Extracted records

===

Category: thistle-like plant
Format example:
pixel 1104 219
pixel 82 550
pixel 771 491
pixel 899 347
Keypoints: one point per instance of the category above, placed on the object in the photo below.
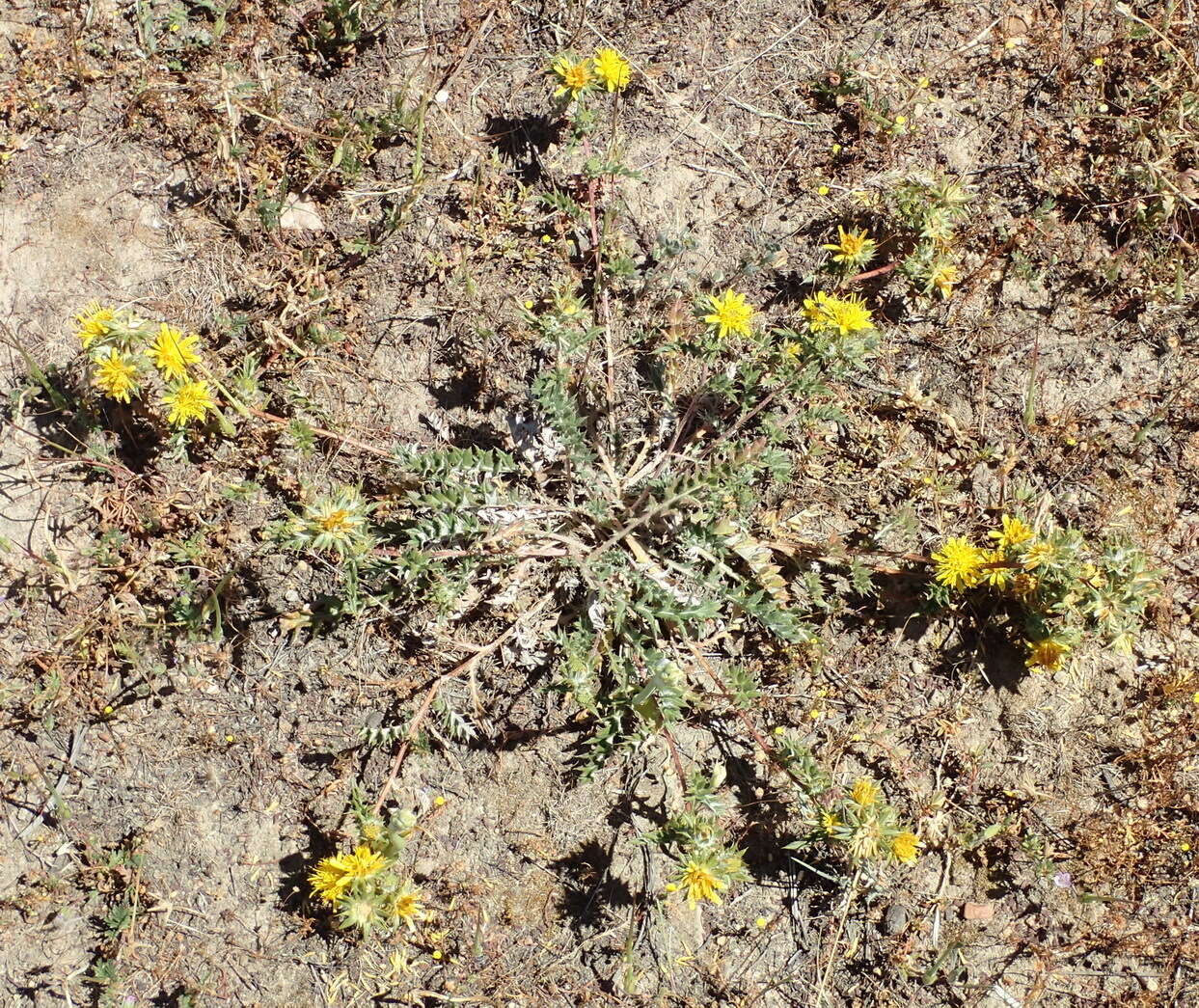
pixel 852 824
pixel 1060 585
pixel 365 888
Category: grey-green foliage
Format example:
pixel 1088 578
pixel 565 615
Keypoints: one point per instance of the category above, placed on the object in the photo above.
pixel 626 507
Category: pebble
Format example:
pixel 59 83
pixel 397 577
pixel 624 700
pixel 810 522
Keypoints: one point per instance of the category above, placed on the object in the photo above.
pixel 894 919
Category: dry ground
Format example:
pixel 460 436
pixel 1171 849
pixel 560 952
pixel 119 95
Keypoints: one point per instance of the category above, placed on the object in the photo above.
pixel 147 152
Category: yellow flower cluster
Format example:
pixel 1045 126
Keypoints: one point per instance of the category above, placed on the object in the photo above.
pixel 730 313
pixel 364 887
pixel 830 312
pixel 123 354
pixel 961 564
pixel 853 250
pixel 866 827
pixel 607 68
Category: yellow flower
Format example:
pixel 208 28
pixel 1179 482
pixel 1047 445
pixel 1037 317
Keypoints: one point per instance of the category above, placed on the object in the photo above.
pixel 1047 655
pixel 173 351
pixel 115 375
pixel 995 569
pixel 730 313
pixel 612 68
pixel 94 321
pixel 863 845
pixel 1039 555
pixel 904 848
pixel 854 248
pixel 575 75
pixel 408 905
pixel 1012 532
pixel 864 792
pixel 958 563
pixel 700 883
pixel 943 277
pixel 191 400
pixel 334 875
pixel 830 312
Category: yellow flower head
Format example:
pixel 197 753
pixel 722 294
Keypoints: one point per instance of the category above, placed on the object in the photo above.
pixel 960 563
pixel 730 313
pixel 173 351
pixel 830 312
pixel 1092 576
pixel 191 400
pixel 612 68
pixel 700 883
pixel 575 75
pixel 334 875
pixel 1012 532
pixel 943 277
pixel 864 792
pixel 1047 655
pixel 1022 585
pixel 853 248
pixel 863 845
pixel 408 905
pixel 95 321
pixel 904 848
pixel 995 571
pixel 115 376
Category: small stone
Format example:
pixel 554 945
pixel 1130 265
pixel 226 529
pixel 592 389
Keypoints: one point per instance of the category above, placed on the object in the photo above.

===

__Set exercise__.
Set down every line of the material above word for word, leaving out the picture.

__Exercise solution__.
Category: thistle-like plant
Format example:
pixel 1104 219
pixel 82 550
pixel 771 491
pixel 899 347
Keypoints: one point per instance of the category above, placed on the object in the photo below.
pixel 852 824
pixel 1060 585
pixel 365 888
Category: grey-green foliage
Format example:
pixel 1088 578
pixel 565 615
Keypoints: one point per instance of the category above, placed on the object in the photo above.
pixel 626 507
Category: pebble
Format example:
pixel 59 83
pixel 397 577
pixel 624 700
pixel 810 522
Keypoints: one point per instance of the category above, placed on the object in the photo above.
pixel 894 919
Category: dry ground
Format example:
pixel 460 436
pixel 1171 849
pixel 560 952
pixel 119 95
Keypoints: one point per instance of the category above, placed on the object in the photo above.
pixel 147 152
Category: yellow flower cluster
Format example:
pixel 1045 126
Keypoints: one point per instance of the category above, placed on the object in the photo above.
pixel 730 313
pixel 364 887
pixel 830 312
pixel 123 354
pixel 961 564
pixel 853 250
pixel 866 827
pixel 607 68
Category: yellow flower
Format example:
pixel 208 28
pixel 1179 482
pixel 1047 445
pixel 1037 317
Keypoints: one point per instance of the category above, placed on the object in the photo above.
pixel 1047 655
pixel 173 351
pixel 115 375
pixel 995 569
pixel 730 313
pixel 612 68
pixel 94 321
pixel 863 845
pixel 1039 555
pixel 904 848
pixel 854 248
pixel 575 75
pixel 408 905
pixel 1012 532
pixel 864 792
pixel 958 563
pixel 700 883
pixel 943 277
pixel 191 400
pixel 334 875
pixel 830 312
Category: yellow flower head
Format example:
pixel 197 753
pixel 722 294
Keypoints: one point per instance of the category above, placed on the object in the photo above.
pixel 960 563
pixel 730 313
pixel 173 351
pixel 830 312
pixel 1092 576
pixel 191 400
pixel 612 68
pixel 700 883
pixel 575 75
pixel 334 875
pixel 1012 532
pixel 943 277
pixel 864 792
pixel 1047 655
pixel 1022 585
pixel 853 248
pixel 863 845
pixel 408 905
pixel 95 321
pixel 904 848
pixel 995 571
pixel 115 376
Category: small stone
Format example:
pixel 554 945
pixel 1130 265
pixel 226 529
pixel 592 389
Keypoints: one point per instance of the category above, placed on the object in the photo above.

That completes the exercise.